Problem description:
Gather each line of the records below that contains the string "stone" and copy it out in full. Case counts.

Rows:
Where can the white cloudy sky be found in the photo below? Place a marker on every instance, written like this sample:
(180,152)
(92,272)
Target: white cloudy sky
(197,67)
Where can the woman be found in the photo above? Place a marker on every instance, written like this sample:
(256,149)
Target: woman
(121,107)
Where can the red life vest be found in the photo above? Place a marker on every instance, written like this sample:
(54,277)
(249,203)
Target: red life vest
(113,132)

--

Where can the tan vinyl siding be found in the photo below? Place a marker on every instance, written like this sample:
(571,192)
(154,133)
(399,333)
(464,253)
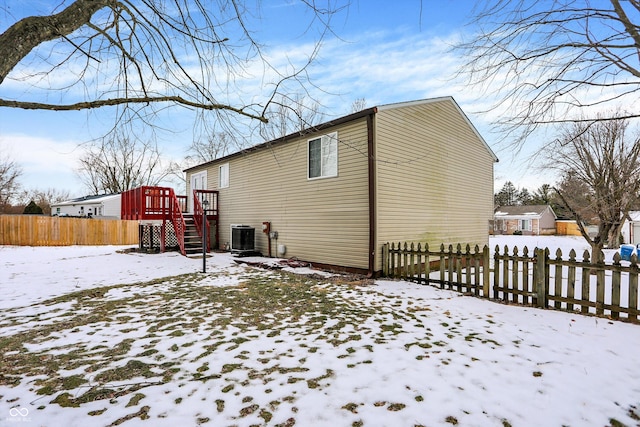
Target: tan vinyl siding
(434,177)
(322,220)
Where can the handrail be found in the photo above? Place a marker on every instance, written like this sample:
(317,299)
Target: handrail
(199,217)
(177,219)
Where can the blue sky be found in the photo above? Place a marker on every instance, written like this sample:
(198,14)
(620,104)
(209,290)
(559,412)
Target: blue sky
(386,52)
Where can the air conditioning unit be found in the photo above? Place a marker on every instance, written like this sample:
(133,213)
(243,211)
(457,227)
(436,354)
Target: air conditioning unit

--

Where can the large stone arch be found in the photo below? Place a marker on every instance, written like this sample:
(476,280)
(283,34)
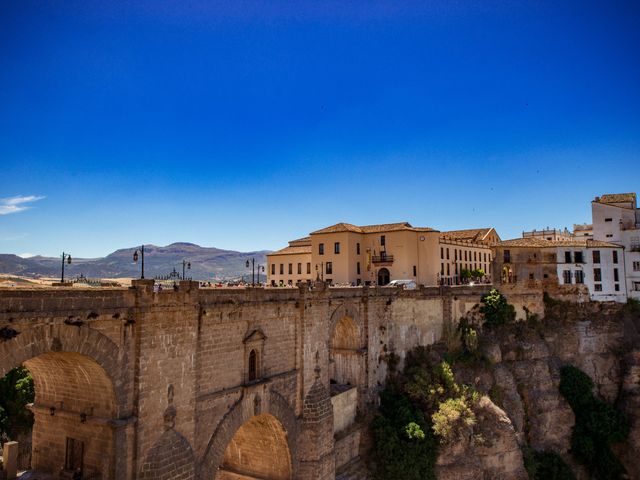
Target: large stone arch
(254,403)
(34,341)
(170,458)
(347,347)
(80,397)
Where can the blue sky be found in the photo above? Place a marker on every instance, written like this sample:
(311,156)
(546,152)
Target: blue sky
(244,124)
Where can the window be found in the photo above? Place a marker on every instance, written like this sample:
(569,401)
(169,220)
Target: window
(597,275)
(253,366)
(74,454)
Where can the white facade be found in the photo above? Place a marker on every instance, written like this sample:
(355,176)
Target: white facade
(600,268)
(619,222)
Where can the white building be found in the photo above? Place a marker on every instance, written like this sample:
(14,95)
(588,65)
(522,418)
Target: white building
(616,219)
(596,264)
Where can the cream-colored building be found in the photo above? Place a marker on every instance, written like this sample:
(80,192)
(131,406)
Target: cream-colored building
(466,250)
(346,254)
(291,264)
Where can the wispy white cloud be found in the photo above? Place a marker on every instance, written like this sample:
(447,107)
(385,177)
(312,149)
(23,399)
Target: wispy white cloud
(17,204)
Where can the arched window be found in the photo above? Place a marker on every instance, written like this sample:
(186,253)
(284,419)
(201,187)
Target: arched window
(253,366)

Answer to this exercise:
Where can the large stone arch be found in the photo below? Place a marker on every instance, written like this sample:
Target: large stone arch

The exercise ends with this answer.